» Exercise instructions: Copy the data exactly. No line may be skipped.

» Data for this exercise:
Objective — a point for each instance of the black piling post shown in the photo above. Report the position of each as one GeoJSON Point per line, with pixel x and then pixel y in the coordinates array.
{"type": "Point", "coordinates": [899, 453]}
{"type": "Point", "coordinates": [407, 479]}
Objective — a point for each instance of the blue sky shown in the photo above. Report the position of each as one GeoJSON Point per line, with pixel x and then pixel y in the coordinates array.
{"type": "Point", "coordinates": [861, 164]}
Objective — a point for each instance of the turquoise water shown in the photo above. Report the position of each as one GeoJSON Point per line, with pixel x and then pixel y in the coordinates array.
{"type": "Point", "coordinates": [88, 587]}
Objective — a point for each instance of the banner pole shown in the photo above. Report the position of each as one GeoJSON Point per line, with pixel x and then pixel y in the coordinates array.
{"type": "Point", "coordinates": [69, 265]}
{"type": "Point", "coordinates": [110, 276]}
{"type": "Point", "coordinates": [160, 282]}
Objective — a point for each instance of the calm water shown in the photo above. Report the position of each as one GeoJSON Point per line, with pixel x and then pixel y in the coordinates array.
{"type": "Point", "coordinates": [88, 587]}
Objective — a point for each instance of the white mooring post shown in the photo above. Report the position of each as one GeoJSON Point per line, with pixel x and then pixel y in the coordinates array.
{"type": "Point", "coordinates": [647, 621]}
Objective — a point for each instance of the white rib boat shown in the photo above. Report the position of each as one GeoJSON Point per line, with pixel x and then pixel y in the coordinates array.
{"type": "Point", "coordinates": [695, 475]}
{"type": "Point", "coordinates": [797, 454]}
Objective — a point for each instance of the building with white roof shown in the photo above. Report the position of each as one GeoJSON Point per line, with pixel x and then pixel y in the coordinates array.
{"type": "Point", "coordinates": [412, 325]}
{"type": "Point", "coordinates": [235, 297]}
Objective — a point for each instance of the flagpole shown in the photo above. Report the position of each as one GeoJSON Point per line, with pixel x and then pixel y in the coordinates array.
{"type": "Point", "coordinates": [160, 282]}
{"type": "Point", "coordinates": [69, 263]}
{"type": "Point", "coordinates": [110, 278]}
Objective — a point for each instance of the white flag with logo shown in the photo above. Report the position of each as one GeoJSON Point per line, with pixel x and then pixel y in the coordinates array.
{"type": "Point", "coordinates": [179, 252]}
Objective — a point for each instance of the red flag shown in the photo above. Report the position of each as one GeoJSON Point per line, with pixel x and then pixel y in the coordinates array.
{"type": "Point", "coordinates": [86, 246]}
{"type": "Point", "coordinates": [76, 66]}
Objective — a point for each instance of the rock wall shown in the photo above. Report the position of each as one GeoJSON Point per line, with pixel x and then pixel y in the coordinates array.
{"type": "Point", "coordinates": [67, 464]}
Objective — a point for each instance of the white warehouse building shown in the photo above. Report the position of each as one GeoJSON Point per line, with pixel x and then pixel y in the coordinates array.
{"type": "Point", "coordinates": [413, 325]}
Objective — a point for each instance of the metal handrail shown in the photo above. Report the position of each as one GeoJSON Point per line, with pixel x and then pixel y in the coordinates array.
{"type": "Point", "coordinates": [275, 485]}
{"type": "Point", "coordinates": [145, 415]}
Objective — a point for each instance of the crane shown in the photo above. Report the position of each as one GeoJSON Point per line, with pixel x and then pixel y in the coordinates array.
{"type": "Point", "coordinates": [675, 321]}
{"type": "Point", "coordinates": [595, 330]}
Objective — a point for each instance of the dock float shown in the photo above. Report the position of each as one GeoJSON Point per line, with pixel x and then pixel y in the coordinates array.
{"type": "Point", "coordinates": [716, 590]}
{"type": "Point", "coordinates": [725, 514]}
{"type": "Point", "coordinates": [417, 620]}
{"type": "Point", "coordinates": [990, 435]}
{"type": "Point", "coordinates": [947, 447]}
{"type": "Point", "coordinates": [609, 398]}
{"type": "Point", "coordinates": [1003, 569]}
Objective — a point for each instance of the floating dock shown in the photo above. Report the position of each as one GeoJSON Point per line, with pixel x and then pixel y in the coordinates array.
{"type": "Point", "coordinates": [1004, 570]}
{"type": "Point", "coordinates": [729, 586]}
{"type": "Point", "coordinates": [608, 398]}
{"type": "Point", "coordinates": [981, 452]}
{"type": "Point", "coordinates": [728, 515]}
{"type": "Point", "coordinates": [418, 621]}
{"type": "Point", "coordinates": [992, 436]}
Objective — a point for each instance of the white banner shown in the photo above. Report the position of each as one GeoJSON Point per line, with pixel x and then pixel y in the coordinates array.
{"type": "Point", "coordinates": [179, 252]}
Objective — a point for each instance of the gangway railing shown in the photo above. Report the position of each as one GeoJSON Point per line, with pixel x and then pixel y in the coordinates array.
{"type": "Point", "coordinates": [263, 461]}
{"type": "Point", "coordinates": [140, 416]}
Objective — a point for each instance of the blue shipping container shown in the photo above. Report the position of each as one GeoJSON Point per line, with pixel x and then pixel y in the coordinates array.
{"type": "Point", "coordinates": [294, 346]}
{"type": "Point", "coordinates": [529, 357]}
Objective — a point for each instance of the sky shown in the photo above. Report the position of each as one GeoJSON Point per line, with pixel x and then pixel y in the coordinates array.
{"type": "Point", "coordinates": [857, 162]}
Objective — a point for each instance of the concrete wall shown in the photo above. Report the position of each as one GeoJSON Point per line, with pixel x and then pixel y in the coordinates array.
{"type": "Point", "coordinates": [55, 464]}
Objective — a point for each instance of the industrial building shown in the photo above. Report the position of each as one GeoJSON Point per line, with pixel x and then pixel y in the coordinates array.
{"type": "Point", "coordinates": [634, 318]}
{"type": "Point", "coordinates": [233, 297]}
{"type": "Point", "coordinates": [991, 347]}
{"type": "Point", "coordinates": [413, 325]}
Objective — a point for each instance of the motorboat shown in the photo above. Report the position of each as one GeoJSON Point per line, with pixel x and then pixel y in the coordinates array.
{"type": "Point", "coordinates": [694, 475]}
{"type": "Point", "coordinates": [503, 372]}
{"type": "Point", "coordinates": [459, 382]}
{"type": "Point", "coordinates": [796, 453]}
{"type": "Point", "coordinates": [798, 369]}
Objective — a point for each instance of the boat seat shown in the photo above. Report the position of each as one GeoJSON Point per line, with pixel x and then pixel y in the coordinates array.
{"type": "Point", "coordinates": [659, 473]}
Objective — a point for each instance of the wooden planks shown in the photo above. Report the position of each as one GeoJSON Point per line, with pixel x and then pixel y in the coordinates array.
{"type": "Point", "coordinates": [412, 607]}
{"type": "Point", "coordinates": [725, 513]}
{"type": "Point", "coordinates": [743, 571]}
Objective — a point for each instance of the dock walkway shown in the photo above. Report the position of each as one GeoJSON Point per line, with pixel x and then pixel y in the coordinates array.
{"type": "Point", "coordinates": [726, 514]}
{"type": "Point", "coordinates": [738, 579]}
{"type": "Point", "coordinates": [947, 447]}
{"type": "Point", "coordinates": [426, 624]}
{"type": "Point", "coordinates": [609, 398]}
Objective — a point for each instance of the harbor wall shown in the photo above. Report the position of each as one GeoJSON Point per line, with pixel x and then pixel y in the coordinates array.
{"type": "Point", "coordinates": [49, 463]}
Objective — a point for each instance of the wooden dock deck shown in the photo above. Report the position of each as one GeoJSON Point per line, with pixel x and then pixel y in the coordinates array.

» Task response:
Objective — a point for each instance of the black piling post shown in the photo above. Report the position of each as one GeoJSON Point per line, with pixel x and then pixel y in the coordinates array.
{"type": "Point", "coordinates": [899, 453]}
{"type": "Point", "coordinates": [407, 479]}
Objective — a point for each instance of the blue sky shown in the photo above. Report the position of each as one GeoJSON Point per line, with pixel x and then pixel y in the coordinates array.
{"type": "Point", "coordinates": [861, 164]}
Objective — a point for each instance of the turquoise water shown in the photo above. Report the position of each as one GeoJSON Point per line, with pixel x and then pixel y in the coordinates array.
{"type": "Point", "coordinates": [88, 587]}
Objective — a point for each instance of the banner pole shown in the photo above. Report the position of each as one GeoJSON Point per line, with pixel x and then pixel y in the coordinates array.
{"type": "Point", "coordinates": [69, 265]}
{"type": "Point", "coordinates": [110, 276]}
{"type": "Point", "coordinates": [160, 282]}
Objective — a point for each instance of the calm water shown in the photo above. Report the position of each as one GeoJSON Point per line, with pixel x and then pixel y in the coordinates array.
{"type": "Point", "coordinates": [88, 587]}
Objective — a point for each instance of the white mooring post shown in the photo above. Report the position of each as one GeoJSON Point per line, with pixel x and then pixel y in the coordinates array.
{"type": "Point", "coordinates": [647, 621]}
Objective — a point for each instance of the white rib boat shown in the photo above. Report the position of each as one GeoJSON Point per line, with pixel x and then pixel y in the coordinates array.
{"type": "Point", "coordinates": [695, 475]}
{"type": "Point", "coordinates": [797, 454]}
Objective — a point for each instance of the building with white roof shown in the photo above. Report the position of each as one GeoJSON Point per line, with pixel x and then pixel y in the coordinates array.
{"type": "Point", "coordinates": [412, 325]}
{"type": "Point", "coordinates": [235, 297]}
Objective — a point for each instance of the flagpole shown in the photo above. Report the position of each as one GeoJSON Point per line, with pixel x and then pixel y in the coordinates array.
{"type": "Point", "coordinates": [160, 282]}
{"type": "Point", "coordinates": [69, 263]}
{"type": "Point", "coordinates": [110, 278]}
Objective — a point for each instance of the white flag with logo shown in the photo above. Report the position of each as one GeoJSON Point per line, with pixel x and then pixel y in the coordinates array.
{"type": "Point", "coordinates": [179, 252]}
Objective — a point for each instance of the red flag shown in the photo above. Report the position of each as one GeoJSON Point per line, with pixel x and then pixel y in the coordinates array.
{"type": "Point", "coordinates": [86, 246]}
{"type": "Point", "coordinates": [76, 66]}
Objective — a point for each instance of the rock wall shown in the photo above. Report the position of each as one GeoJSON Point per line, with pixel x and then pixel y in the coordinates array.
{"type": "Point", "coordinates": [67, 464]}
Objective — a point for each instance of the white warehouse building shown in the photo above. Report the position of each as one GeoJSON Point per line, with pixel x and then pixel y in the coordinates array.
{"type": "Point", "coordinates": [413, 325]}
Objective — a point for each instance of the metal handrail shown in the photo above. Report the position of each as one GeoJSON Point per line, with pixel x and then pixel y in the coordinates array.
{"type": "Point", "coordinates": [275, 485]}
{"type": "Point", "coordinates": [145, 415]}
Objective — a point for each instance of the crane shown in the photo above. Report the position of each as one GeoJSON Point per line, with pixel x and then pixel y in the coordinates array.
{"type": "Point", "coordinates": [675, 321]}
{"type": "Point", "coordinates": [595, 330]}
Objective — a point for each instance of the dock float shown in the photo above. Report the position of each as one GeoJSON Point per line, with pixel x and then pixel y in the coordinates array.
{"type": "Point", "coordinates": [716, 590]}
{"type": "Point", "coordinates": [725, 514]}
{"type": "Point", "coordinates": [417, 620]}
{"type": "Point", "coordinates": [990, 435]}
{"type": "Point", "coordinates": [947, 447]}
{"type": "Point", "coordinates": [609, 398]}
{"type": "Point", "coordinates": [1003, 569]}
Objective — a point for each instance of the floating dock shown in the photo above. Report the position of each as one GeoJSON Point per line, with pixel x and then pixel y in the coordinates array.
{"type": "Point", "coordinates": [1004, 570]}
{"type": "Point", "coordinates": [729, 586]}
{"type": "Point", "coordinates": [608, 398]}
{"type": "Point", "coordinates": [981, 452]}
{"type": "Point", "coordinates": [728, 515]}
{"type": "Point", "coordinates": [418, 621]}
{"type": "Point", "coordinates": [992, 436]}
Objective — a point for each instance of the white banner shown in the photo above. Report the position of each as one GeoJSON Point per line, with pixel x and then pixel y in the coordinates array.
{"type": "Point", "coordinates": [179, 252]}
Objective — a point for each instance of the gangway railing shown in the photo above. Report the position of each as one GeoJSON Point per line, with pixel x and then pixel y in the coordinates array.
{"type": "Point", "coordinates": [263, 461]}
{"type": "Point", "coordinates": [140, 416]}
Objective — a point for each instance of the blue shipping container shown in the photo above. Report the position of each as one GeoJSON Point per line, with pixel x and then pixel y in the coordinates array.
{"type": "Point", "coordinates": [294, 346]}
{"type": "Point", "coordinates": [529, 357]}
Objective — a point for each instance of the sky shown in the photo above. Report the position of each as one GeoJSON Point per line, with pixel x and then pixel y in the coordinates array.
{"type": "Point", "coordinates": [857, 162]}
Objective — a point for each instance of the concrete wall shown in the photo above. Report the position of each as one GeoJSON Point per line, with pixel x and then pixel y in the coordinates array.
{"type": "Point", "coordinates": [55, 464]}
Objective — a point for each instance of the industrial building shown in the photo above. Report the position of each as one GeoJSON Point per line, with pixel x and then pixel y in the coordinates array.
{"type": "Point", "coordinates": [634, 318]}
{"type": "Point", "coordinates": [233, 297]}
{"type": "Point", "coordinates": [991, 347]}
{"type": "Point", "coordinates": [413, 325]}
Objective — a point for each instance of the motorboat shown in the photo above. Report the position of each as one GeoJSON Point per line, with pixel x and then pixel y in the coordinates array.
{"type": "Point", "coordinates": [694, 475]}
{"type": "Point", "coordinates": [503, 372]}
{"type": "Point", "coordinates": [459, 382]}
{"type": "Point", "coordinates": [796, 453]}
{"type": "Point", "coordinates": [798, 369]}
Objective — a point for each instance of the boat seat shown in the photo above. Report the position of each as one GeoJSON Point per line, with pixel x and then pixel y in the coordinates array.
{"type": "Point", "coordinates": [659, 473]}
Objective — a point for each instance of the wooden planks shown in the photo above. Report the position of each as one GeoJSON Point per line, with pixel x and then pixel y in the coordinates array.
{"type": "Point", "coordinates": [412, 607]}
{"type": "Point", "coordinates": [725, 513]}
{"type": "Point", "coordinates": [743, 571]}
Objective — a point for each instance of the dock walkway shown in the photo above. Report the position of each as one GeoJSON Point per line, with pixel x and then pixel y in the coordinates array.
{"type": "Point", "coordinates": [726, 514]}
{"type": "Point", "coordinates": [738, 579]}
{"type": "Point", "coordinates": [947, 447]}
{"type": "Point", "coordinates": [426, 624]}
{"type": "Point", "coordinates": [609, 398]}
Objective — a point for each instance of the harbor wall shown in the photo above. Report the position of each as one GeoJSON Point per line, with pixel x and then pixel y in the coordinates array.
{"type": "Point", "coordinates": [49, 463]}
Objective — a point for each instance of the wooden dock deck shown in the photo above. Report the position of each as one GeoJSON Point per line, with pixel x and then pixel y in the coordinates array.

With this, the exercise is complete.